I love mysteries set on a train, and I especially love those train mysteries to be set in the 1930s or 40s. Mix in some golden days of Hollywood when there were “movie stars,” not actresses and actors, and you have a setup for some high drama. Dread Journey by Dorothy B. Hughes contains these elements and all the accoutrements that go with them, from cocktail hour to black satin dresses. Over-the-top is the norm, as evident when one of the characters is ordering steak for dinner, wanting only "the best." Think The Great Gatsby on a train, and Jay Gatsby throwing his shirts in the air as Daisy looks on at how splendidly beautiful the “best” shirts were. As the darkness behind the glamorous society facade is revealed in Fitzgerald’s book, the darkness of celebrity fame is exposed in Hughes’ book. All the cocktails on the luxury Pullman car on The Chief cross-country train can’t dull the sound of masks cracking and dreams dying.

──────────

**TO DO:** In the review of Dread Journey, what is the name of the cross-country train the story takes place on?

**DATA RECORDS:**
──────────

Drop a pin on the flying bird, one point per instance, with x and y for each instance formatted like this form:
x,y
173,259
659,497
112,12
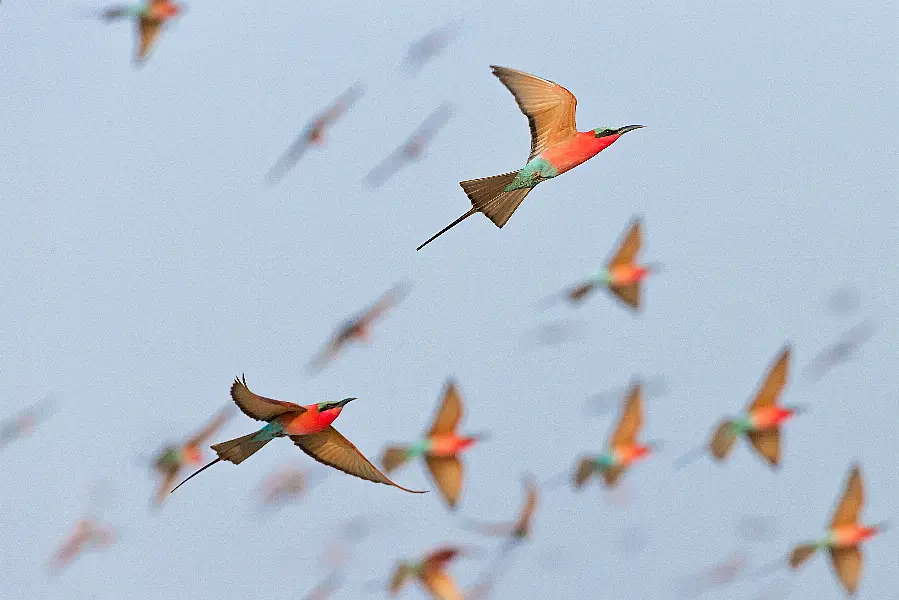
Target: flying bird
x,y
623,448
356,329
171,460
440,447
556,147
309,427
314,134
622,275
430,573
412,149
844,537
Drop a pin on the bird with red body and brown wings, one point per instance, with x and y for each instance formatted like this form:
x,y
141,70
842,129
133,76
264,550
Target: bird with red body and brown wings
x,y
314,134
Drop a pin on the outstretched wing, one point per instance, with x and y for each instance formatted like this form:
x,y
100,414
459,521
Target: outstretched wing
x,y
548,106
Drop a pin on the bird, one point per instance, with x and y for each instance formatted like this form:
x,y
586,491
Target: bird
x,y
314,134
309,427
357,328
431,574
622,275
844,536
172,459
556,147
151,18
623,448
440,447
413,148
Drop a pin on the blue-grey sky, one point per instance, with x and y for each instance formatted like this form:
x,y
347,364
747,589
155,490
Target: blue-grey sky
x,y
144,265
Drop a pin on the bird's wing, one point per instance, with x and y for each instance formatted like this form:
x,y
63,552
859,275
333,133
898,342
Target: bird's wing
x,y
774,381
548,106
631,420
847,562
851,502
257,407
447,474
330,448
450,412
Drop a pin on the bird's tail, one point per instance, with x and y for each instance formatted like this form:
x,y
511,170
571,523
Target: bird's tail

──────────

**EXERCISE RESPONSE:** The Chief